### Brano di partenza ###
Gli effetti a lungo termine, ecco un argomento molto dibattuto.
No, non parlo dei vaccini, se ne parla fin troppo, ma degli effetti dei videogame sui minori.
Infatti i videogiochi sono un fenomeno relativamente recente quindi gli studi sulle conseguenze dell’esposizione a videogiochi sono ancora pochi, con risultati contraddittori e soprattutto con la mancanza dell’accertamento definitivo del nesso di causalità e cioè della individuazione del rapporto tra causa ed effetto.
E poi c’è un’altra domanda da porsi: “è il videogioco che crea bambini problematici, o sono i bambini problematici che creano il successo del videogioco?”. Insomma “è nato prima l’uovo o la gallina”?
### Estratto dei dati ###
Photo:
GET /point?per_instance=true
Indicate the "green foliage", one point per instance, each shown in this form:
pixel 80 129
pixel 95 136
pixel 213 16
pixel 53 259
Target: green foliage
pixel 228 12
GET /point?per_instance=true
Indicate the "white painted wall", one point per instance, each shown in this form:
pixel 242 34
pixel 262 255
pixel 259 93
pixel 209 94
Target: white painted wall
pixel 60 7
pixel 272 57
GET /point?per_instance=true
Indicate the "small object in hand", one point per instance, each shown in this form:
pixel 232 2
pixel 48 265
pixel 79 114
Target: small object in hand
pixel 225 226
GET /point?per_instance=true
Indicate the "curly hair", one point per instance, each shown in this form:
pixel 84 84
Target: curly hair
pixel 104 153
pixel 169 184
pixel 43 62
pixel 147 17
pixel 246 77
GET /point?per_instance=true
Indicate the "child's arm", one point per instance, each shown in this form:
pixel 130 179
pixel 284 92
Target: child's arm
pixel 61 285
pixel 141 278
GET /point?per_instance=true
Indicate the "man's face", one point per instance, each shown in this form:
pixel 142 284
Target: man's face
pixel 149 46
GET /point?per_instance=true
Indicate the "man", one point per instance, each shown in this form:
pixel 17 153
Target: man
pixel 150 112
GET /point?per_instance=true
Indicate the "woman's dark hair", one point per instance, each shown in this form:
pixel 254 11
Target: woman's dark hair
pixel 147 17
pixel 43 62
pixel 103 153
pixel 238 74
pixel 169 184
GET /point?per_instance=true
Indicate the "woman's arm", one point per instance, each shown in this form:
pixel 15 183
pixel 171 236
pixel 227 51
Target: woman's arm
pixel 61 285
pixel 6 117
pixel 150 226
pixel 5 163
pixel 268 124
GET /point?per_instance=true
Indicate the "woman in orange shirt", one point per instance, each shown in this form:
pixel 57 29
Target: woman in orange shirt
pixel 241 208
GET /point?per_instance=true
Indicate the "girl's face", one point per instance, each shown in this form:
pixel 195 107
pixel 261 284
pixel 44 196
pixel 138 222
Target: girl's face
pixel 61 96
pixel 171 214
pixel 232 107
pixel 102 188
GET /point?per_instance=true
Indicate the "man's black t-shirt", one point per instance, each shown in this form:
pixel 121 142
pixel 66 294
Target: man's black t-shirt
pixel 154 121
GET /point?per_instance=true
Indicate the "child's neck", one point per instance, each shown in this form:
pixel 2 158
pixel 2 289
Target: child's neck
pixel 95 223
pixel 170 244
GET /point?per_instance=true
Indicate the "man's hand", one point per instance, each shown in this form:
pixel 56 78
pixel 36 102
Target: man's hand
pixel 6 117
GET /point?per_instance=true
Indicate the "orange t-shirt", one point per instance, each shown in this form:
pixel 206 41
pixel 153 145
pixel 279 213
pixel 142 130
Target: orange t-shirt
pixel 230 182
###
= Consegna =
Ricopia parola per parola l'intero brano di partenza sugli effetti dei videogiochi sui minori. Per rispondere serve soltanto il brano, senza ricorrere ai dati.

= Soluzione esercizio =
Gli effetti a lungo termine, ecco un argomento molto dibattuto.
No, non parlo dei vaccini, se ne parla fin troppo, ma degli effetti dei videogame sui minori.
Infatti i videogiochi sono un fenomeno relativamente recente quindi gli studi sulle conseguenze dell’esposizione a videogiochi sono ancora pochi, con risultati contraddittori e soprattutto con la mancanza dell’accertamento definitivo del nesso di causalità e cioè della individuazione del rapporto tra causa ed effetto.
E poi c’è un’altra domanda da porsi: “è il videogioco che crea bambini problematici, o sono i bambini problematici che creano il successo del videogioco?”. Insomma “è nato prima l’uovo o la gallina”?